▶ [Your objective]:
Return, from the listing below, every line that includes "tree".

*** Exercise data Section Begins ***

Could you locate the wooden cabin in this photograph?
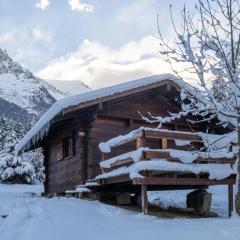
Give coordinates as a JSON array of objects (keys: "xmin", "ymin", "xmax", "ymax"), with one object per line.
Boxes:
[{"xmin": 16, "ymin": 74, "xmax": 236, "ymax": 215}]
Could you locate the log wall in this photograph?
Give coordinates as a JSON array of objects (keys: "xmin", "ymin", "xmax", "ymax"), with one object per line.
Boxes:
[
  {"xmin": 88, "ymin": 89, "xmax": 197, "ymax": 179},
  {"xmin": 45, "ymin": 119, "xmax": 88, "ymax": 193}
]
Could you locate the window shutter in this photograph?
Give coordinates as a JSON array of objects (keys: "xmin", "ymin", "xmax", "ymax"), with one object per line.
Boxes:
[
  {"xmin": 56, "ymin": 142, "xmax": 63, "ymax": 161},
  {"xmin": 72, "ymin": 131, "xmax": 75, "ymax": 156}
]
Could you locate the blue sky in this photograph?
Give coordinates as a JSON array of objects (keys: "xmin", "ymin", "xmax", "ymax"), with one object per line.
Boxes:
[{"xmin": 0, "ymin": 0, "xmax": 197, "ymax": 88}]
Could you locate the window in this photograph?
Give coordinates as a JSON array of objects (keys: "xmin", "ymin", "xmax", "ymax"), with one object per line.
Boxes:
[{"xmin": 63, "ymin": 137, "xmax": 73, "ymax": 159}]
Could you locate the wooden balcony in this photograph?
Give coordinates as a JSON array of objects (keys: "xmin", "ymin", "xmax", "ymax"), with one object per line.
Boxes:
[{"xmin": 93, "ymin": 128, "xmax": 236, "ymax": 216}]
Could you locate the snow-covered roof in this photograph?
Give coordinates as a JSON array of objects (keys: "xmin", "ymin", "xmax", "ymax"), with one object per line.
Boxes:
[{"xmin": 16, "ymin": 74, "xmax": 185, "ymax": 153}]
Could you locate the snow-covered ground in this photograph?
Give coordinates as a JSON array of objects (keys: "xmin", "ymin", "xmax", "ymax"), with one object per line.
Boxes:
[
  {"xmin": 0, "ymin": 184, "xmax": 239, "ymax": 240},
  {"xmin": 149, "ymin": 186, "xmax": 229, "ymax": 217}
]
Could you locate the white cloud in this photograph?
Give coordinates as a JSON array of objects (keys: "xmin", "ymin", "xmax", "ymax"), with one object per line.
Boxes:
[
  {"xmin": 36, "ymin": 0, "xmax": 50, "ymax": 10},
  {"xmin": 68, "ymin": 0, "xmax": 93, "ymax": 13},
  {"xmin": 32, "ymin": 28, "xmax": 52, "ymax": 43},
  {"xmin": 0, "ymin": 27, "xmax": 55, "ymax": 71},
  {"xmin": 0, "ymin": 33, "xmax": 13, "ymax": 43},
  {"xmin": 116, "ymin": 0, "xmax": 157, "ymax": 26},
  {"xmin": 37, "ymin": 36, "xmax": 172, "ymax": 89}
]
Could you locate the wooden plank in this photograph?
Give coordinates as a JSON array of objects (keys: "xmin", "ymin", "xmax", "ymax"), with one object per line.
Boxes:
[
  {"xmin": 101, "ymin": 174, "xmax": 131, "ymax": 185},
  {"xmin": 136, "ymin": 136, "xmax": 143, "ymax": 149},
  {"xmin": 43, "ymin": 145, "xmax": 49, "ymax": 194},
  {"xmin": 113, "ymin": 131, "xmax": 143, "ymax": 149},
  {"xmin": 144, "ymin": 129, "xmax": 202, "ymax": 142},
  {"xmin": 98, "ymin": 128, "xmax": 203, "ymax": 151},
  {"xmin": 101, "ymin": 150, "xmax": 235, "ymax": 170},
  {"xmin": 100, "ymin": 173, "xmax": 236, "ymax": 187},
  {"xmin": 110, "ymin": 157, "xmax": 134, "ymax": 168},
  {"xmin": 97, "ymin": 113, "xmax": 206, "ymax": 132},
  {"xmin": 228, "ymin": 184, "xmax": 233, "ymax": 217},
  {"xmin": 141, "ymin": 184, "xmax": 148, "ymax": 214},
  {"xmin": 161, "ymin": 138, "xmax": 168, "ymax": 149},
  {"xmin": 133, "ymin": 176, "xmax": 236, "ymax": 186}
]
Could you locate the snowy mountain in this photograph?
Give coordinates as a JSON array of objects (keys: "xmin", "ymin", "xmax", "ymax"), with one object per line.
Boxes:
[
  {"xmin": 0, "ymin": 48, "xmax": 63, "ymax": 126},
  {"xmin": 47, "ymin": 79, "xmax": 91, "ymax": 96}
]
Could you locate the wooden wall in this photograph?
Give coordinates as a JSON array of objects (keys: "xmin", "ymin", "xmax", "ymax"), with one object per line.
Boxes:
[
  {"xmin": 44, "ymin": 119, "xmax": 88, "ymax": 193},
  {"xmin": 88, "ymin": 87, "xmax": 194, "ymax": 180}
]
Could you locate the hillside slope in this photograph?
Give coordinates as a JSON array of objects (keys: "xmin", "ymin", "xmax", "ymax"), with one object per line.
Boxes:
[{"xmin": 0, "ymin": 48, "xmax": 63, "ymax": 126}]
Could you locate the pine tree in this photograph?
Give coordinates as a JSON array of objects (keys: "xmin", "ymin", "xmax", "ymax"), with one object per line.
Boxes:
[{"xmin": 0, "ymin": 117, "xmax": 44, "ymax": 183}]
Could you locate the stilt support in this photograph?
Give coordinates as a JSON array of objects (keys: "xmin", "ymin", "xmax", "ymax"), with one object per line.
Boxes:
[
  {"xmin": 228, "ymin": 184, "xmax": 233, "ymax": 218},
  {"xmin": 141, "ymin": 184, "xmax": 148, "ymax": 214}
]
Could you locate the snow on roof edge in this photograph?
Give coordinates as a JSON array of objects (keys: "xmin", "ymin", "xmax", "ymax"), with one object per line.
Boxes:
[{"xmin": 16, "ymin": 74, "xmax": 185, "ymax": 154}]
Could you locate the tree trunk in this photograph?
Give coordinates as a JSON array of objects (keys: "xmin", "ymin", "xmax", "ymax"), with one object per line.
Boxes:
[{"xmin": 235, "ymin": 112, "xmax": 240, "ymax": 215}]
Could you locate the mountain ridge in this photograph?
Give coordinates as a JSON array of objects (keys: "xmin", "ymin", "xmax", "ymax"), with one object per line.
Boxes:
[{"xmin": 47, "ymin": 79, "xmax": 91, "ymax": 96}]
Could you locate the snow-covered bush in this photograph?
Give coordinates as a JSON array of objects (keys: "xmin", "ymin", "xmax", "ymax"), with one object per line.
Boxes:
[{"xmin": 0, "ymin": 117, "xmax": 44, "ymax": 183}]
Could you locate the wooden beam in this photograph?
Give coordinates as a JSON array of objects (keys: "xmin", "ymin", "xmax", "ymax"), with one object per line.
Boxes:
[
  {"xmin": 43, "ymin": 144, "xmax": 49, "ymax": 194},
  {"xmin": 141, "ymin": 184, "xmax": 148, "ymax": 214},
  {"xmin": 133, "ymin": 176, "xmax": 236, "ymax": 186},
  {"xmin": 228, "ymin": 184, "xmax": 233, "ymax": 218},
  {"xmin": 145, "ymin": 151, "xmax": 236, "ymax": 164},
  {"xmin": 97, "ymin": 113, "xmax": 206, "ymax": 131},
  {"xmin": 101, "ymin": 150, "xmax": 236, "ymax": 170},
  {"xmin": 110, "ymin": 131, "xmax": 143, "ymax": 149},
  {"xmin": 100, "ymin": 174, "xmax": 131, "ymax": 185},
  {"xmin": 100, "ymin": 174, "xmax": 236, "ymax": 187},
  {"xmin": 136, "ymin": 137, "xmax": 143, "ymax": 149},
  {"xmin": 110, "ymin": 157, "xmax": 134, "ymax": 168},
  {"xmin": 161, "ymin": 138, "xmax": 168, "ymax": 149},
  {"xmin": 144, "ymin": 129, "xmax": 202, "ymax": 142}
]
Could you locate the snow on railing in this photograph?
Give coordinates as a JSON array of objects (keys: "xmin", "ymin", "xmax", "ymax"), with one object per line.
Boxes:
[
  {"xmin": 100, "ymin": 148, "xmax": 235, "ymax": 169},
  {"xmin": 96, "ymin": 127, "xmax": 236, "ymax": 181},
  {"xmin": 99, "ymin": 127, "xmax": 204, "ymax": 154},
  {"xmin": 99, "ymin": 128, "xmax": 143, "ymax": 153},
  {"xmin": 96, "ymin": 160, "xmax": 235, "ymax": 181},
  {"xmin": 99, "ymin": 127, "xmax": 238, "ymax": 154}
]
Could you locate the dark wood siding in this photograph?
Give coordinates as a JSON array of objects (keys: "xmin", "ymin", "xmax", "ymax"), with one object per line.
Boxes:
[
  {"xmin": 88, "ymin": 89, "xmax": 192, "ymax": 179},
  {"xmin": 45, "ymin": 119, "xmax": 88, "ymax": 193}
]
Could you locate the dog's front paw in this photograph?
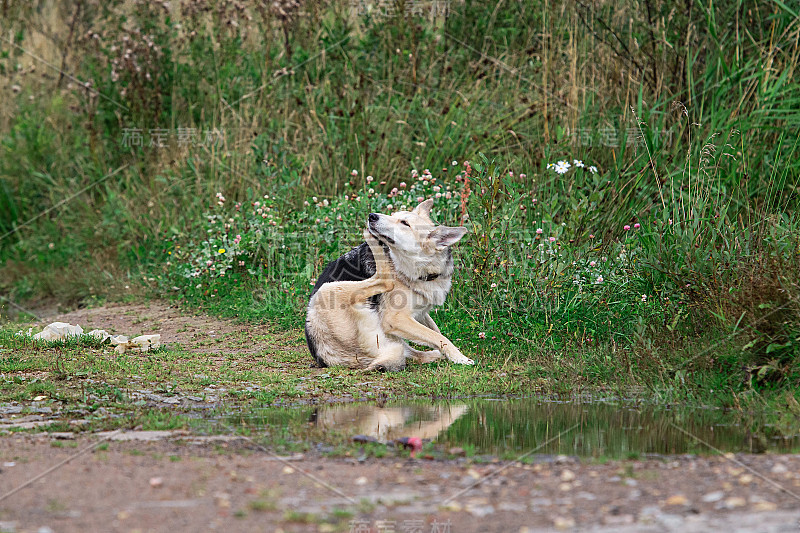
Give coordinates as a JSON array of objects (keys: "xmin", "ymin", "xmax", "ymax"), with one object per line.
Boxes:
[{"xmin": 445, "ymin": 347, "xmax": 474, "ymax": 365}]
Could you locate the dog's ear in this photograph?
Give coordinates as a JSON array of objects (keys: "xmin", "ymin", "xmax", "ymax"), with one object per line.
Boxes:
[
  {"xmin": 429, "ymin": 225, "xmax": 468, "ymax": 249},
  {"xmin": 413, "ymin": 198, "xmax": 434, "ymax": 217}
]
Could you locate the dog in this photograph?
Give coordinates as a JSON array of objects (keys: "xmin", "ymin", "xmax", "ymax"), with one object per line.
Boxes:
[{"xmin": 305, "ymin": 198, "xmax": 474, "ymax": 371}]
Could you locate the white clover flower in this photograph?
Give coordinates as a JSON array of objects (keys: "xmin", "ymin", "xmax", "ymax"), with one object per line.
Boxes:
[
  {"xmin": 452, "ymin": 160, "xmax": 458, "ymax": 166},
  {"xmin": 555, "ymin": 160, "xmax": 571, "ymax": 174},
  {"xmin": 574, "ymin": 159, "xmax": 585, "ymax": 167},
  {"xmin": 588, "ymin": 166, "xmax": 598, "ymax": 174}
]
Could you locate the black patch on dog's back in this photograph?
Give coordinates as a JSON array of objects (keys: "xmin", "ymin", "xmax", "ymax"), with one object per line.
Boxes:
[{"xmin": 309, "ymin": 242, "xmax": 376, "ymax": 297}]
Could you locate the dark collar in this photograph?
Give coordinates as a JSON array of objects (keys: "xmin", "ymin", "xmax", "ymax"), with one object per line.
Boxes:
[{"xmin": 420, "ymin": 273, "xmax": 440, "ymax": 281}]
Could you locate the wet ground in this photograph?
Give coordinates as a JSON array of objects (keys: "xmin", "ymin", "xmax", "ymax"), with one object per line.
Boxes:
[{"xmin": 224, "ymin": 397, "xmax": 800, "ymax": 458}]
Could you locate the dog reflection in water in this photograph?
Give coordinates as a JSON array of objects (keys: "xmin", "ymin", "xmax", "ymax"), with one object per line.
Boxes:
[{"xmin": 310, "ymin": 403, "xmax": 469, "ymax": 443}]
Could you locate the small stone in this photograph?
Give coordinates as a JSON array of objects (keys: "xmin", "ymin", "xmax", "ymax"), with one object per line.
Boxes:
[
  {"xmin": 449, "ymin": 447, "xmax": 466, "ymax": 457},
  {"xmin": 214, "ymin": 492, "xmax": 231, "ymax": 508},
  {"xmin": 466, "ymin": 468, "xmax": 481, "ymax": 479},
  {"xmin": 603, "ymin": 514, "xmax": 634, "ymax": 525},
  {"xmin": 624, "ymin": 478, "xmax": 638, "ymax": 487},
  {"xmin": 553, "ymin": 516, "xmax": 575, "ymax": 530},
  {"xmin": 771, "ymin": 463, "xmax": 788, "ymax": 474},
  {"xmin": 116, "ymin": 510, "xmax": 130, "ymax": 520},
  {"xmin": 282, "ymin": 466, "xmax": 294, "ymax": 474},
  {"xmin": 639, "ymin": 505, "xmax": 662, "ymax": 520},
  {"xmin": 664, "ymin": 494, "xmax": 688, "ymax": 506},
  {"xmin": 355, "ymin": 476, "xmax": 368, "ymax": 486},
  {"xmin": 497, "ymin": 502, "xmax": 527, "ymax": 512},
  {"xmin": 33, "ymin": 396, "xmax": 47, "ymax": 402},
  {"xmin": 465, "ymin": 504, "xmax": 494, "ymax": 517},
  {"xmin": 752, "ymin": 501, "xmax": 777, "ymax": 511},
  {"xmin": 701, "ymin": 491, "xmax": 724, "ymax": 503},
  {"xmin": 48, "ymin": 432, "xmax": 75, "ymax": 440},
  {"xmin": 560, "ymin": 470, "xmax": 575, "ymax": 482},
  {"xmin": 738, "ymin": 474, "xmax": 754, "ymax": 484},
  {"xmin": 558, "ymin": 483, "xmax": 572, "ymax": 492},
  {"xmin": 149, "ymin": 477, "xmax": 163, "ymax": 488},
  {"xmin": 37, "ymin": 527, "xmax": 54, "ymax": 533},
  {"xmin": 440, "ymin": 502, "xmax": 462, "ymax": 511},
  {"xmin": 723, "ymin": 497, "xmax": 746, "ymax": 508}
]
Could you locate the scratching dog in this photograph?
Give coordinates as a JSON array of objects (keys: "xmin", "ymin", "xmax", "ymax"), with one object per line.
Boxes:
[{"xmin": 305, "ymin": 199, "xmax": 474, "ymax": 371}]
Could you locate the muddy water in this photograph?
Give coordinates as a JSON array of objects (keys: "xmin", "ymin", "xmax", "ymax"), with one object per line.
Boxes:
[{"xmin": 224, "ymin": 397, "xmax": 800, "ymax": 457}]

*** Exercise data Section Ends ***

▶ [The answer]:
Could you locate the pine tree in this photograph?
Could you locate the tree trunk in this photograph?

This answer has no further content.